§ Text section
Radka Kovaříková and René Novotný were fourth in the 1992 Winter Olympics and in 1994 they recorded their fourth consecutive fourth place in the European Championships. Two great pairs-champions however returned this season and were great favorites, which was confirmed as 1988 Olympic champions Ekaterina Gordeeva and Sergei Grinkov beat 1992 Olympic champions Nataliya Mishkutenok and Artur Dmitriev. The Czech couple was not able to fight for a medal in such competition. It finished fifth in the short program, but fell down to sixth in a free program behind United States' Jenni Meno and Todd Sand. The next year Kovaříková and Novotný however won the Figure Skating World Championships and turned professionals.
Kateřina Mrázová and Martin Šimeček recorded their best Olympic finish in ice dancing competition in eighth place in a competition crowned by Jayne Torvill and Christopher Dean comeback to the Olympics, 10 years after their revolutionary Bolero.

§ Stated problem A
Copy the entries word for word, starting at the line that contains "Kindly provide the mask of every instance of the ceiling" and ending at the last line of the entries.
§ Stated problem B
Pick up the figure skating text where it stops and keep writing.

§ Given entries
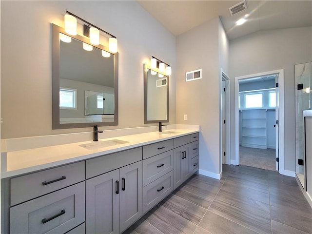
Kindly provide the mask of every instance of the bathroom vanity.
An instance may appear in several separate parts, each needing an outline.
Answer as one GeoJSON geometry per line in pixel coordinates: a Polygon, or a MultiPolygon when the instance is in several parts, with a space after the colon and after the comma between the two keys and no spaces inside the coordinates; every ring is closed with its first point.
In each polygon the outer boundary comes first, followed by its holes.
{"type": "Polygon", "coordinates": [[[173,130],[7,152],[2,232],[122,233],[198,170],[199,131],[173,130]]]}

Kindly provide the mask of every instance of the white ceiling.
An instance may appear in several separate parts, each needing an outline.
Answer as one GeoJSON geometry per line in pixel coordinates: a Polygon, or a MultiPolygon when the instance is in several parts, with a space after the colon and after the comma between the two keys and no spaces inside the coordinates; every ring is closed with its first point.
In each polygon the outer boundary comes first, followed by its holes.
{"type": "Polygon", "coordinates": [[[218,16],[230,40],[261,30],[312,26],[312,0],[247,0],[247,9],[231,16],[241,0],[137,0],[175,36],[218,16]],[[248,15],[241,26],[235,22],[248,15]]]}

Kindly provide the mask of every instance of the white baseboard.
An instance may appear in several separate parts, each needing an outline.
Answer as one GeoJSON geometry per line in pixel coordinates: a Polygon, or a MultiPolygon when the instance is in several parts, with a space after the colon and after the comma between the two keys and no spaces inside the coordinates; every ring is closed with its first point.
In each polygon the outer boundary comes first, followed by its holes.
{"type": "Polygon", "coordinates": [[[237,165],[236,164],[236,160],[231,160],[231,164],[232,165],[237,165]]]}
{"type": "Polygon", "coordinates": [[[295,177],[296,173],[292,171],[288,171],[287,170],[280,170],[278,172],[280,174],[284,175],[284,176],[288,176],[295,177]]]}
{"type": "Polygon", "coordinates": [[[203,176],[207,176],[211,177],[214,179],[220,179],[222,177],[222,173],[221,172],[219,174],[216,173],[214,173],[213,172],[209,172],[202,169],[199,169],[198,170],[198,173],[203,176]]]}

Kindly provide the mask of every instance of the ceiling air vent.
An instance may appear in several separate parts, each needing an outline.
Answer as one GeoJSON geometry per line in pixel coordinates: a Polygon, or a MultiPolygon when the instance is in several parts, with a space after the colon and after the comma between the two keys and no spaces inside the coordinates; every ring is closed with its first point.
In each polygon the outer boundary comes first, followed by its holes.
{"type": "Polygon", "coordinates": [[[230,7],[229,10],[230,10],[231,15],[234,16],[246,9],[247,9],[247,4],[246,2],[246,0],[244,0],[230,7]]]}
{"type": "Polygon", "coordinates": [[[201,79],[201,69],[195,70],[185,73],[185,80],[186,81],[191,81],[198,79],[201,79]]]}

§ Expected output A
Kindly provide the mask of every instance of the ceiling air vent.
An instance may appear in several separate parts, each needing an outline.
Answer as one GeoJSON geometry per line in pixel coordinates: a Polygon, or a MultiPolygon when the instance is in several parts, with a space after the colon and after the comma between the two keys and no spaces inside the coordinates; every ring is closed with its first point.
In each polygon the outer boundary comes first, followed by its holes.
{"type": "Polygon", "coordinates": [[[230,7],[229,10],[230,10],[231,15],[234,16],[246,9],[247,9],[247,4],[246,2],[246,0],[244,0],[230,7]]]}
{"type": "Polygon", "coordinates": [[[201,79],[201,69],[195,70],[185,73],[185,80],[186,81],[191,81],[198,79],[201,79]]]}

§ Expected output B
- Women

| Athlete | Final |  |  |  |  |  |  |  |  |
| Short Program | Rank | Free Skating | Total | Rank |
| Lenka Kulovaná | 5.5 | 11 | 14.0 | 19.5 | 13 |
| Irena Zemanová | 13.5 | 27 | did not advance |  |  |

- Pairs

Athlete: Final
Short Program: Rank; Free Skating; Total; Rank
Radka Kovaříková René Novotný: 2.5; 5; 6.0; 8.5; 6

- Ice Dancing

| Athlete | Final |  |  |  |  |  |  |  |  |
| Compulsory Dance 1 | Rank | Compulsory Dance 2 | Rank | Original Dance | Rank | Free Dance | Total | Rank |
| Radmila Chroboková Milan Brzý | 3.2 | 16 | 3.2 | 16 | 9.6 | 16 | 16.0 | 32.0 | 16 |
| Kateřina Mrázová Martin Šimeček | 1.6 | 8 | 1.6 | 8 | 4.8 | 8 | 8.0 | 16.0 | 8 |

==Ice hockey==

Czech Republic arrived to Lillehammer as the unbeaten winner of the recent Globen Cup, the Swedish part of the European Hockey Tour. The Olympic tournament however had a rather different result. Finland, at the start of the tournament not supposed to be a favorite, was in the lead since the fifth minute power play goal, following three games added the compulsory victories but only win over Germany coached by Luděk Bukač was supported by a good play. The team was not able to beat any of the strong European team and lost to Russia 3-4 to leave it in fourth place in group but to finish only third behind Finland, which hammered Russia, and Germany.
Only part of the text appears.